— start of Extracted records —

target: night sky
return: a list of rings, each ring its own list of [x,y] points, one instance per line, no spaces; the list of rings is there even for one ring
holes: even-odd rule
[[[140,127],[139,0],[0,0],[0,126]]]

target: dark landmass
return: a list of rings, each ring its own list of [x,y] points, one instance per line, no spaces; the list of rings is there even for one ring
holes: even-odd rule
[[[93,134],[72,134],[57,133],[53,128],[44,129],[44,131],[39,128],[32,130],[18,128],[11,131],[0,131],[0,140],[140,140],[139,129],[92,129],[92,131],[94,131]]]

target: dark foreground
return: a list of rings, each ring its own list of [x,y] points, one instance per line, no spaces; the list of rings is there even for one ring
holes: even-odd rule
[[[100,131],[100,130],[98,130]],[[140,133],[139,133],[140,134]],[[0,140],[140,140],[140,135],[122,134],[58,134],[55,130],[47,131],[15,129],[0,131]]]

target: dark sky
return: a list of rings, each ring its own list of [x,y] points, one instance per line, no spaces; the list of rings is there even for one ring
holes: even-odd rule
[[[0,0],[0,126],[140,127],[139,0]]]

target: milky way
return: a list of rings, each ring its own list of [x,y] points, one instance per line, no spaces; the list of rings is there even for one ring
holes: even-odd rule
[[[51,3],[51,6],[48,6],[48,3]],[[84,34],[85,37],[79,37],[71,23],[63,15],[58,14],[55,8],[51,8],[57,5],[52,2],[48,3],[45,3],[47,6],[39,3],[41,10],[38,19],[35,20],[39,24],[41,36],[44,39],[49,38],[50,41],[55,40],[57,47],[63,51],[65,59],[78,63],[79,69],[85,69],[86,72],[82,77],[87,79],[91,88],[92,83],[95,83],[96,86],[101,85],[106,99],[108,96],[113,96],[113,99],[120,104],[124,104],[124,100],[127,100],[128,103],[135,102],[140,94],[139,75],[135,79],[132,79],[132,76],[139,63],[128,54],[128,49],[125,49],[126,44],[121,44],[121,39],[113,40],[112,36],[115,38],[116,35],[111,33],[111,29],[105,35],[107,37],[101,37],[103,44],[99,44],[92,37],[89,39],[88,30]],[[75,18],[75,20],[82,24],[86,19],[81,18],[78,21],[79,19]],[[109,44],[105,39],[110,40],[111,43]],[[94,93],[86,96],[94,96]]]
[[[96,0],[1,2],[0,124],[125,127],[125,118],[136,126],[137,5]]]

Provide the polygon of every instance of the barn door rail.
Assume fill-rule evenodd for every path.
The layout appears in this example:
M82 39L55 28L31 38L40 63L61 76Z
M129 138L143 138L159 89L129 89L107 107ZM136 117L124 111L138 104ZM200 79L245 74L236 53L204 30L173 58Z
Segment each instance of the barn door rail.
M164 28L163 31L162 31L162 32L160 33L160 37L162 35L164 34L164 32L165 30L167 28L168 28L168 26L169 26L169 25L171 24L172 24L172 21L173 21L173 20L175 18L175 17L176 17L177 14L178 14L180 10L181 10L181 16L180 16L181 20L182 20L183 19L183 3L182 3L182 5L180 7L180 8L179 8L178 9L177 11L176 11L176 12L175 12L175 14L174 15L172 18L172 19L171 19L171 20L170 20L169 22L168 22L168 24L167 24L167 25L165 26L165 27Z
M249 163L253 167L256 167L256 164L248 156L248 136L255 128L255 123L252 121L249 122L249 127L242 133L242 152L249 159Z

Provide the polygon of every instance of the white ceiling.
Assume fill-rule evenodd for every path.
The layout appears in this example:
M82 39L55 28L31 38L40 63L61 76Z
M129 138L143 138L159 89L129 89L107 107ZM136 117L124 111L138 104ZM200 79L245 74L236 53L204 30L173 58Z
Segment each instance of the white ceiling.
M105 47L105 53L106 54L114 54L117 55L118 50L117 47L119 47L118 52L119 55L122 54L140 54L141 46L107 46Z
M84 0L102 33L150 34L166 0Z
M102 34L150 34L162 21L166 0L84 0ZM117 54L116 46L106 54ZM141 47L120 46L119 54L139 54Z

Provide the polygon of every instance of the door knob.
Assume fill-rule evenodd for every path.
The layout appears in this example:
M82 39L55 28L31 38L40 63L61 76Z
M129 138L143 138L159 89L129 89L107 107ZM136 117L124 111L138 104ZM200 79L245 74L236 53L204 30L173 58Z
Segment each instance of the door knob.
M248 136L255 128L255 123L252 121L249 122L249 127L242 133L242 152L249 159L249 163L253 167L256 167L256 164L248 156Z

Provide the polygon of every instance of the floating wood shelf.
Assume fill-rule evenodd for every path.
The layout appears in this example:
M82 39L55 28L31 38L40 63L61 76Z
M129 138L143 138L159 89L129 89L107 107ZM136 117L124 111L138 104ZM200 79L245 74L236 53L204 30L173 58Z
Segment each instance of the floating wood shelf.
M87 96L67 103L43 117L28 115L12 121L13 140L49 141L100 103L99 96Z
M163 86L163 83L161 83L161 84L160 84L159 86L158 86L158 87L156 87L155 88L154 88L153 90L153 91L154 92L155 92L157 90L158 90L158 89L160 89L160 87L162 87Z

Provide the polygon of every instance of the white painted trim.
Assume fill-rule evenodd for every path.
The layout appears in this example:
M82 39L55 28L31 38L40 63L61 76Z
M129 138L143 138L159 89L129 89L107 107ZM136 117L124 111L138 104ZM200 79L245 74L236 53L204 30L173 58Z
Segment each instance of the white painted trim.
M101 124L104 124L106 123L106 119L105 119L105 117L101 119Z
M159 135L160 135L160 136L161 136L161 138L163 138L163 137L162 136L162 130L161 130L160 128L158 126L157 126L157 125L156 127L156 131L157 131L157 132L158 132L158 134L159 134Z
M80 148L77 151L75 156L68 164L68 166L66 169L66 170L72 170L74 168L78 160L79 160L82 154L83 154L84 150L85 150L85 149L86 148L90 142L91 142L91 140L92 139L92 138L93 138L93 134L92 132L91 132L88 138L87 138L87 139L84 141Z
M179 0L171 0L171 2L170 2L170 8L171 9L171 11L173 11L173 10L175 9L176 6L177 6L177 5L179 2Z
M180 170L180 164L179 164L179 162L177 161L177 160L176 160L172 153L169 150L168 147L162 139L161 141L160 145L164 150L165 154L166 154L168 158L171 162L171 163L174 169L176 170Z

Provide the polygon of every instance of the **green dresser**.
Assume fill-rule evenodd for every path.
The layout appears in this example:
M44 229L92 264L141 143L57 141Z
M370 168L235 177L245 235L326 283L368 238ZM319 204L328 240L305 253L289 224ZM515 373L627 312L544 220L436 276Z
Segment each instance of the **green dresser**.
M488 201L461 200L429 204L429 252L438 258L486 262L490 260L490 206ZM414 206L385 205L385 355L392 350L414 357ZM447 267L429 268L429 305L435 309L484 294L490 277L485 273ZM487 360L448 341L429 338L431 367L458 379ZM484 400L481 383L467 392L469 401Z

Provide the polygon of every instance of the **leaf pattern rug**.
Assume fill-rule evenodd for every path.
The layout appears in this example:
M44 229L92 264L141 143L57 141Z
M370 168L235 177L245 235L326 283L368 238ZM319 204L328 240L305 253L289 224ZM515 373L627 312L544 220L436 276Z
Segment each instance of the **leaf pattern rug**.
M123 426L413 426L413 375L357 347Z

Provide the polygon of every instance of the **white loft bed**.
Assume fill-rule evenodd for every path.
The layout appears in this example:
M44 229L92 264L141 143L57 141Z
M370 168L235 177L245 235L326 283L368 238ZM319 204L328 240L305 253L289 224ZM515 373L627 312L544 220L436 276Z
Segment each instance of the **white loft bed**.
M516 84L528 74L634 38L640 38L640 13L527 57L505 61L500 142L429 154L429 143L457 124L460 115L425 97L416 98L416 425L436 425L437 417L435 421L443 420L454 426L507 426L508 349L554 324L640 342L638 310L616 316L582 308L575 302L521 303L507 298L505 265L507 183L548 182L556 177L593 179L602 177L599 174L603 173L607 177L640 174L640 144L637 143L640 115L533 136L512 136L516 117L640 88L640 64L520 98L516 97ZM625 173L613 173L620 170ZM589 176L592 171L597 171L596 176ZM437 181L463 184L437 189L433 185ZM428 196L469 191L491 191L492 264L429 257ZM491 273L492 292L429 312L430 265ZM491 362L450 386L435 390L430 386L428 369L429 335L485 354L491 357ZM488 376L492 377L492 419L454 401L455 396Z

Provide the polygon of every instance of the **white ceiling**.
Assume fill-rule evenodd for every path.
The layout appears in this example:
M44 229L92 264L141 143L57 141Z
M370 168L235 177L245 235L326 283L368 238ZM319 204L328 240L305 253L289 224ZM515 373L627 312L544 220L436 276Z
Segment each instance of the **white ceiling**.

— end of Extracted records —

• Your goal: Output the records from the line containing "Provide the polygon of every instance of the white painted" through the line containing "M180 170L180 164L179" as a JSON list of strings, one string per line, omitting blank lines.

• Task response:
[
  "Provide the polygon of every instance of the white painted trim.",
  "Assume fill-rule evenodd for every path.",
  "The layout appears in this example:",
  "M82 39L55 28L31 38L40 63L61 76Z",
  "M129 138L143 138L159 89L129 89L107 107ZM136 117L124 111L138 104ZM200 79L245 74L236 53L204 30L173 58Z",
  "Segment each instance of the white painted trim.",
  "M101 124L104 124L106 123L106 119L105 119L105 117L101 119Z",
  "M159 135L160 135L160 136L161 136L161 138L163 138L163 137L162 136L162 130L161 130L160 128L158 126L157 126L157 125L156 127L156 131L157 131L157 132L158 132L158 134L159 134Z",
  "M80 148L77 151L75 156L68 164L68 166L66 169L66 170L72 170L74 168L78 160L79 160L82 154L83 154L84 150L85 150L85 149L86 148L90 142L91 142L91 140L92 139L92 138L93 138L93 134L92 132L91 132L88 138L87 138L87 139L84 141Z",
  "M179 0L171 0L171 2L170 2L170 8L171 9L171 11L173 11L173 10L175 9L176 6L177 6L177 5L179 2Z",
  "M180 170L180 164L179 164L179 162L177 161L177 160L176 160L172 153L169 150L168 147L162 139L161 141L160 145L164 150L165 154L166 154L168 158L171 162L171 163L174 169L176 170Z"
]